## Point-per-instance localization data
━━━━━━
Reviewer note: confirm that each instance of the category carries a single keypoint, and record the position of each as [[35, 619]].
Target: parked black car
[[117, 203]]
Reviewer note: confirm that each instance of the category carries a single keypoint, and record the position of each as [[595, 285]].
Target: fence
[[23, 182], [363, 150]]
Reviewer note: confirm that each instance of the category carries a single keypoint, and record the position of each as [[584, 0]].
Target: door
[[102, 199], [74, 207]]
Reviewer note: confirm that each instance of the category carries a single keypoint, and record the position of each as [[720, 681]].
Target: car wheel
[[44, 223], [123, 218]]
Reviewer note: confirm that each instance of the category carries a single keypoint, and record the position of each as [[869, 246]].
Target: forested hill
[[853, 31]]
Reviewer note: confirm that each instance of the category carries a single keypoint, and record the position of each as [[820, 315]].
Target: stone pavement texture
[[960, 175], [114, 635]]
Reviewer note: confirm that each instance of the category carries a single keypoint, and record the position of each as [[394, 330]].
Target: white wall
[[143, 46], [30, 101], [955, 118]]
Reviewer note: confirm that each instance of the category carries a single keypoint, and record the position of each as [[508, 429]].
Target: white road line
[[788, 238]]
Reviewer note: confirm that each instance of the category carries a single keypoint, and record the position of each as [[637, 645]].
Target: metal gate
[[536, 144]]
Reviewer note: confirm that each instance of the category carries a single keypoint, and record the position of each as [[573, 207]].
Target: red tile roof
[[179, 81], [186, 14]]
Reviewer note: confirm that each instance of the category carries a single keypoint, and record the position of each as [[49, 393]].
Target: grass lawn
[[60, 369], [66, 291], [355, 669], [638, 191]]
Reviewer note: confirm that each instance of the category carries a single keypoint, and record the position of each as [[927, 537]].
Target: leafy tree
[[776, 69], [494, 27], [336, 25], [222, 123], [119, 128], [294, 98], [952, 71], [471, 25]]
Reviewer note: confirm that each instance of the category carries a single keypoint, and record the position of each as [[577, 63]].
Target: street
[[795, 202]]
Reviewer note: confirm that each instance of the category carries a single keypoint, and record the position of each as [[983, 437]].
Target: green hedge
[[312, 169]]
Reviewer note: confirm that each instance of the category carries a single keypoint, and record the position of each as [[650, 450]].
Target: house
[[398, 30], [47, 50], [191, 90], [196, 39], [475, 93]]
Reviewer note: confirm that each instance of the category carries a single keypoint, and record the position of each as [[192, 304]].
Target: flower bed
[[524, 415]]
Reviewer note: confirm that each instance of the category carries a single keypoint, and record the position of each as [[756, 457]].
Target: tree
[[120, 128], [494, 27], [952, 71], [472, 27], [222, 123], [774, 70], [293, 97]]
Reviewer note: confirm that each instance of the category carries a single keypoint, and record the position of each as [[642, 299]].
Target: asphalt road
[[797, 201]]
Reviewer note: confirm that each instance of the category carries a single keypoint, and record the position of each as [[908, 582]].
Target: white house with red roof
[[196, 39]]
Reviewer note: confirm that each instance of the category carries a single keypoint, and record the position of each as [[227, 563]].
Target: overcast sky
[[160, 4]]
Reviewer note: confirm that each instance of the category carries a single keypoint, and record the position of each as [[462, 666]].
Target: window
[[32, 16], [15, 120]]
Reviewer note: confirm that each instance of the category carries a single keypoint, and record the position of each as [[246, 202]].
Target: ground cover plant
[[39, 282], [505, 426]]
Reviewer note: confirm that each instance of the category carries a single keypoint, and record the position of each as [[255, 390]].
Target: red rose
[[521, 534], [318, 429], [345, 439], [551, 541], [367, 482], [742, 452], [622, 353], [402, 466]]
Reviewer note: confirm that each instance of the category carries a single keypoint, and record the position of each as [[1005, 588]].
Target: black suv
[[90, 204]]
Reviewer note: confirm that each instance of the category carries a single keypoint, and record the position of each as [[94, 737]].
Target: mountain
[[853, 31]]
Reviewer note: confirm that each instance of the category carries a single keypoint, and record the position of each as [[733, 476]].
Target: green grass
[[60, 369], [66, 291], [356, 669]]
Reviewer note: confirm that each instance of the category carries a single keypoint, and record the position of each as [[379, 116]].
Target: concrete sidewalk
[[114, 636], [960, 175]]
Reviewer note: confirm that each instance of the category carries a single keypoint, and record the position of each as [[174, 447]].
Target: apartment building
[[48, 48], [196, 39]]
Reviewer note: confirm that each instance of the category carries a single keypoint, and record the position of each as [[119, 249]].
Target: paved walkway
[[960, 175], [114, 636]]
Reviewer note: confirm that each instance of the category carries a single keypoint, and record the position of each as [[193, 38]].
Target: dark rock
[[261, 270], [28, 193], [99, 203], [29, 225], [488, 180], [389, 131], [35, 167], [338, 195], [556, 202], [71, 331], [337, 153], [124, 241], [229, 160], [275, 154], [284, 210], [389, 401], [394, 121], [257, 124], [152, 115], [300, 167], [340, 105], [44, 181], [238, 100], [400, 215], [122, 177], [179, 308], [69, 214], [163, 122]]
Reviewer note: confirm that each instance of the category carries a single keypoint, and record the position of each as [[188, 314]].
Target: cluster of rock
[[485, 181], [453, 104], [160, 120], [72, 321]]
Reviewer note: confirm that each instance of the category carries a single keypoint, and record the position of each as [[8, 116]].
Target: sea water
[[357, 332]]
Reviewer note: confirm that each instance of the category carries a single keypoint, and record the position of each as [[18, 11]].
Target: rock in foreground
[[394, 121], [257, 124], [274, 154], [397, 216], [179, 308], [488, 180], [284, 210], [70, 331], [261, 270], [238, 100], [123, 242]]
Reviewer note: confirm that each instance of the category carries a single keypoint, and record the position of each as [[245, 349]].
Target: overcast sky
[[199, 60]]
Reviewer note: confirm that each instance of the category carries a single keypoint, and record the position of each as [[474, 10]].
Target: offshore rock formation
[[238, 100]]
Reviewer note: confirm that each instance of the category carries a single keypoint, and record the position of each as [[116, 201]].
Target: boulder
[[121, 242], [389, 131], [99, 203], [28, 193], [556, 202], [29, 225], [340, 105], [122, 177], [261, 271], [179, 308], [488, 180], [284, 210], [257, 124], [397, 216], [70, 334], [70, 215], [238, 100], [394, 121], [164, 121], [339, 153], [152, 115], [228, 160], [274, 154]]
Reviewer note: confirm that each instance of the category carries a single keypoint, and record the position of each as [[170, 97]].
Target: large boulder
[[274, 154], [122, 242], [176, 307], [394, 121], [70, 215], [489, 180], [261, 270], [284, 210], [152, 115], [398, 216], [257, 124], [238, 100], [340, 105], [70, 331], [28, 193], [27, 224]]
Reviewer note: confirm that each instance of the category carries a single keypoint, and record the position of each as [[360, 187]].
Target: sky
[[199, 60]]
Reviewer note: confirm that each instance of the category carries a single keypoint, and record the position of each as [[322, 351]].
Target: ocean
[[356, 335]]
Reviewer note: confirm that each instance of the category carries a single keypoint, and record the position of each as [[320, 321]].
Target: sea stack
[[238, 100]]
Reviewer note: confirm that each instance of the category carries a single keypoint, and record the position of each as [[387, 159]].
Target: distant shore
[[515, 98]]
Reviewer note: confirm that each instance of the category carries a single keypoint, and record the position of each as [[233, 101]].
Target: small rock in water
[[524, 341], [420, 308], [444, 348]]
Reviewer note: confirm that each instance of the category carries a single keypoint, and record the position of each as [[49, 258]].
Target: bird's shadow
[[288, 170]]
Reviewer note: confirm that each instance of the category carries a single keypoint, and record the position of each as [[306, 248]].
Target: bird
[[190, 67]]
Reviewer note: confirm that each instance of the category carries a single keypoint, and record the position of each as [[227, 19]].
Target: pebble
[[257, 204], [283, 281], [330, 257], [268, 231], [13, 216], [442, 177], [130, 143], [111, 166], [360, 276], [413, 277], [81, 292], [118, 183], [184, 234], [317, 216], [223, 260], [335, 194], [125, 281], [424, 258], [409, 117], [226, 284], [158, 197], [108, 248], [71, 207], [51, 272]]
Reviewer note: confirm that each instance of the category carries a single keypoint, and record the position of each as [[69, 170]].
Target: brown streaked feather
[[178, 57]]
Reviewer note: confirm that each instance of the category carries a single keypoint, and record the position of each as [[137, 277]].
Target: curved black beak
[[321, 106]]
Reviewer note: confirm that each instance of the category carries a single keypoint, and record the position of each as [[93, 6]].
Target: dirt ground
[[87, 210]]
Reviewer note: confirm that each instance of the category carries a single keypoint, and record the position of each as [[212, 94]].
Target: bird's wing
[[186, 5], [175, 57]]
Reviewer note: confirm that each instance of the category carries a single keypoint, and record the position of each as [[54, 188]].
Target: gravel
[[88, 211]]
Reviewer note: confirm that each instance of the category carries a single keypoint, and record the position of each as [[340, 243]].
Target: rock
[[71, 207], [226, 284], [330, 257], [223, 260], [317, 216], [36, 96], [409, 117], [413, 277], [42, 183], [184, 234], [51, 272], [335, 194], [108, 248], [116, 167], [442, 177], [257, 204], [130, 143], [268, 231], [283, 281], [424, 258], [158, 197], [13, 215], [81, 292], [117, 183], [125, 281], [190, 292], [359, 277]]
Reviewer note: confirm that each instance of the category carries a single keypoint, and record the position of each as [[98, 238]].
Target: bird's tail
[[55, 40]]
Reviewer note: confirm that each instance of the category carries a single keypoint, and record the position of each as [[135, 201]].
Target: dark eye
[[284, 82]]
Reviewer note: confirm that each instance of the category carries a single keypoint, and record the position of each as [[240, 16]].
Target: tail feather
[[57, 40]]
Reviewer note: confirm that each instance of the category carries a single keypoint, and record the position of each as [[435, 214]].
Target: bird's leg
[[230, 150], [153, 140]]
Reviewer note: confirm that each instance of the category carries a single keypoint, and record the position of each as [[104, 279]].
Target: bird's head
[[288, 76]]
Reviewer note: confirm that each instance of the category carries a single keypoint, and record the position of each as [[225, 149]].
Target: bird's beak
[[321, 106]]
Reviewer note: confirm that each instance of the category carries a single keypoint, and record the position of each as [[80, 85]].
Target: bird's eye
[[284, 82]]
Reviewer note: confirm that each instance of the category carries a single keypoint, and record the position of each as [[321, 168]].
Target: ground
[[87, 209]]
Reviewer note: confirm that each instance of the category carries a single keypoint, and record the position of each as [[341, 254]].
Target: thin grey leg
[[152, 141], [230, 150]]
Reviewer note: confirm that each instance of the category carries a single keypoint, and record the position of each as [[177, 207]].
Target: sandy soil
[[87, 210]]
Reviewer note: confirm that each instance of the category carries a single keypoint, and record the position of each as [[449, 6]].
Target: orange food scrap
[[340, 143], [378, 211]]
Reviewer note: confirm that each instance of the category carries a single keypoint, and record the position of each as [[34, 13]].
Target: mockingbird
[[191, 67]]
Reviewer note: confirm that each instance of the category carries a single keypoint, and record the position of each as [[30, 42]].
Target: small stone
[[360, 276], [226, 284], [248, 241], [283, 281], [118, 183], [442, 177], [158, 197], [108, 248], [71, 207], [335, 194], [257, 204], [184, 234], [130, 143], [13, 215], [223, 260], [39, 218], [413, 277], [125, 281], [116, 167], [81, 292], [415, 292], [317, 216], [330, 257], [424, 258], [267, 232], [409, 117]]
━━━━━━
## Problem statement
Reproduce verbatim the lines above, from the line with "Target: concrete sidewalk" through the line with "as [[18, 11]].".

## Exercise response
Target: concrete sidewalk
[[114, 636], [960, 175]]
Reviewer note: confirm that each instance of the category carries a single keypoint, and record the position of each as [[174, 447]].
Target: apartment building
[[48, 48], [196, 39]]
Reviewer note: confirm that each instance of the category carries a single keypoint, and record the position of each as [[119, 249]].
Target: paved walkway
[[960, 175], [114, 636]]
Reviewer note: confirm that each instance of the category carries a single keypoint, and record the position of each as [[193, 38]].
Target: dark rock
[[261, 270], [28, 193], [99, 203], [29, 225], [488, 180], [389, 131], [35, 167], [338, 195], [556, 202], [71, 331], [337, 153], [124, 241], [229, 160], [275, 154], [284, 210], [389, 401], [394, 121], [257, 124], [152, 115], [300, 167], [340, 105], [44, 181], [238, 100], [400, 215], [122, 177], [179, 308], [69, 214], [163, 122]]
Reviewer note: confirm that each instance of the category carries a single keypoint, and record the position of each as [[188, 314]].
Target: cluster of rock
[[485, 181], [453, 104], [160, 120], [72, 321]]
Reviewer note: confirm that each instance of the category carries a single keypoint, and record the position of each as [[8, 116]].
Target: sea water
[[357, 332]]
Reviewer note: confirm that each instance of the category carries a single keypoint, and record the position of each as [[18, 11]].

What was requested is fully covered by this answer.